**Raw data**
_ _ _ _
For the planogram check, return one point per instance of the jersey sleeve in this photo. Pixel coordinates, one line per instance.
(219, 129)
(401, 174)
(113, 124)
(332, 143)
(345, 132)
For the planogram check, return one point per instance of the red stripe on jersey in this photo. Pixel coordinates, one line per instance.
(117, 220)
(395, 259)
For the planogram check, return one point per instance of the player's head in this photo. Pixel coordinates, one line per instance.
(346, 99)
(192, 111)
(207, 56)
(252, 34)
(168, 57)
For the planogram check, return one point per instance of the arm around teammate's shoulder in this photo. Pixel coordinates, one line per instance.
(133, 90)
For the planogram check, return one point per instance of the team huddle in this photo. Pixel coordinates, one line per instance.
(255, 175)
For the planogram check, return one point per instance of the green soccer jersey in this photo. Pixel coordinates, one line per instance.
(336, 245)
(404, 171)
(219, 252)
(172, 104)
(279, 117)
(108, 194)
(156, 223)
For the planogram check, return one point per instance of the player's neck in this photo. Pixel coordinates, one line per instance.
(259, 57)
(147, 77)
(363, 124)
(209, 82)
_ _ _ _
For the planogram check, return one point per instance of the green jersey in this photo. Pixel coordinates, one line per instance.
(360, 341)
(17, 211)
_ _ _ _
**Work to be completed**
Please go through the records and copy out every line that contains the word "check".

**Expected answer**
For the planogram check, return one point per instance of the jersey sleeve in this photo. Pixel coordinates, one line per instance.
For the planogram check, return one point per instance of the red stripe on jersey in this photo. Pixel coordinates, one line per instance.
For the planogram check, return one point per instance of the player's head in this photo. Pixel coordinates, one line per instance.
For the planogram check, return one point per instance of the arm around teammate's shoulder in this photo. Pixel coordinates, one line per instance.
For the planogram check, return one point per instance of the team huddle in this photo. Pixel coordinates, one line per instance.
For the planogram check, return one point per instance of the green soccer jersey in this photo. Pixel coordinates, one line per instance.
For the planogram check, return one point per instance of the player's neck in this photo. Pixel coordinates, one line per instance.
For the planogram check, return one point per instance of the green jersey in this photo. Pixel coordinates, one line per instance.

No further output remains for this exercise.